### Task directions
Go through the records underneath and write each one out again exactly.

### Dataset excerpts

-=-=-

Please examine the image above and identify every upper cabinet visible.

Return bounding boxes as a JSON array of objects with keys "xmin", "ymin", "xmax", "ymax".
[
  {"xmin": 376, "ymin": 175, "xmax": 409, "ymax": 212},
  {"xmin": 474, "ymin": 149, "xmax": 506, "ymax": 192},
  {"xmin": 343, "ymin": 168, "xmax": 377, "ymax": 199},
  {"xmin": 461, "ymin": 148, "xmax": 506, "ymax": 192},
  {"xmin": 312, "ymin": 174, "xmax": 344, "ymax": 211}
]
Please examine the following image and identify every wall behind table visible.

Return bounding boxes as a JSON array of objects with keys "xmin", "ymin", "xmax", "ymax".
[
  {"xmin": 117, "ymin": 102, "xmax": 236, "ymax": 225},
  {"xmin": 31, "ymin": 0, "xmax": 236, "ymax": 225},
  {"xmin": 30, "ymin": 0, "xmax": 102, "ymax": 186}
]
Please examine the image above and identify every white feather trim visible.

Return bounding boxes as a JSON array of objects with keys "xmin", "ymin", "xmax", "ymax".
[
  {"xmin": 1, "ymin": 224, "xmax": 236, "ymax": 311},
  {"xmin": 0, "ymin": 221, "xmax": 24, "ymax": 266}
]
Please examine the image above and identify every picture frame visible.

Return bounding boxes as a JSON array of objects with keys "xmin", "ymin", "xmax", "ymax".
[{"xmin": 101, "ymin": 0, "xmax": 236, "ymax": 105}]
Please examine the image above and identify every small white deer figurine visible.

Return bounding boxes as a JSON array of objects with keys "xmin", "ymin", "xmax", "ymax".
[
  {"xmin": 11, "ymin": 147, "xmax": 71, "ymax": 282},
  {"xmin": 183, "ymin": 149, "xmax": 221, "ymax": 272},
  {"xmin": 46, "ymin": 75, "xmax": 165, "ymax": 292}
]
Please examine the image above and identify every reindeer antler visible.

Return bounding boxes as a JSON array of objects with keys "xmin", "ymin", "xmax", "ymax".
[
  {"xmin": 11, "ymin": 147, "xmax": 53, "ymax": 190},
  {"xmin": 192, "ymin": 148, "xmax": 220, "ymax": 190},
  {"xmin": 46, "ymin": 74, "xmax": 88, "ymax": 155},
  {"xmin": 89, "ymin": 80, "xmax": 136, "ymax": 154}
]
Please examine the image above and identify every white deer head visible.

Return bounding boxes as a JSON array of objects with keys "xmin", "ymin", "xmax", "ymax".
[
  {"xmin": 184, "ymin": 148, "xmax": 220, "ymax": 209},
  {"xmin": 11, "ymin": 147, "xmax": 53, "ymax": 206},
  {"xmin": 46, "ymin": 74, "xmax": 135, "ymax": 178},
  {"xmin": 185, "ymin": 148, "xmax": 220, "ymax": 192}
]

-=-=-

### Problem solution
Please examine the image above and identify every upper cabinet visible.

Return bounding boxes as a JSON array of objects with keys "xmin", "ymin", "xmax", "ymax".
[
  {"xmin": 376, "ymin": 175, "xmax": 409, "ymax": 212},
  {"xmin": 474, "ymin": 149, "xmax": 506, "ymax": 192},
  {"xmin": 343, "ymin": 168, "xmax": 377, "ymax": 199},
  {"xmin": 461, "ymin": 148, "xmax": 506, "ymax": 192},
  {"xmin": 312, "ymin": 174, "xmax": 344, "ymax": 211}
]
Please examine the following image and identify every wall behind table visible.

Return bounding boxes as a JSON array of objects with keys "xmin", "ymin", "xmax", "ymax".
[
  {"xmin": 117, "ymin": 102, "xmax": 236, "ymax": 225},
  {"xmin": 31, "ymin": 0, "xmax": 236, "ymax": 225},
  {"xmin": 30, "ymin": 0, "xmax": 102, "ymax": 186}
]
Please examine the image above and identify every white feather trim visible.

Return bounding boxes as a JSON array of objects with keys "xmin", "ymin", "xmax", "ymax".
[
  {"xmin": 1, "ymin": 224, "xmax": 236, "ymax": 311},
  {"xmin": 0, "ymin": 221, "xmax": 24, "ymax": 266}
]
Please examine the image above and identify every picture frame visible.

Return bounding boxes as a JSON array of objects with keys "xmin", "ymin", "xmax", "ymax".
[{"xmin": 101, "ymin": 0, "xmax": 236, "ymax": 105}]
Please examine the image above and identify every small white deer figurine visible.

Return bounding boxes as a JSON array of objects with keys "xmin", "ymin", "xmax", "ymax".
[
  {"xmin": 11, "ymin": 147, "xmax": 71, "ymax": 282},
  {"xmin": 183, "ymin": 149, "xmax": 221, "ymax": 272},
  {"xmin": 46, "ymin": 75, "xmax": 165, "ymax": 292}
]
Please examine the image above and identify every reindeer antler visible.

Return bounding boxes as a JSON array of objects with keys "xmin", "ymin", "xmax", "ymax".
[
  {"xmin": 11, "ymin": 147, "xmax": 53, "ymax": 190},
  {"xmin": 192, "ymin": 148, "xmax": 220, "ymax": 190},
  {"xmin": 46, "ymin": 74, "xmax": 88, "ymax": 155},
  {"xmin": 89, "ymin": 80, "xmax": 136, "ymax": 154}
]
Please examine the image above and identify every white deer head visible.

Return bounding boxes as a JSON array of objects with keys "xmin", "ymin", "xmax", "ymax".
[
  {"xmin": 184, "ymin": 148, "xmax": 220, "ymax": 209},
  {"xmin": 11, "ymin": 147, "xmax": 53, "ymax": 206},
  {"xmin": 46, "ymin": 74, "xmax": 135, "ymax": 178},
  {"xmin": 185, "ymin": 148, "xmax": 220, "ymax": 192}
]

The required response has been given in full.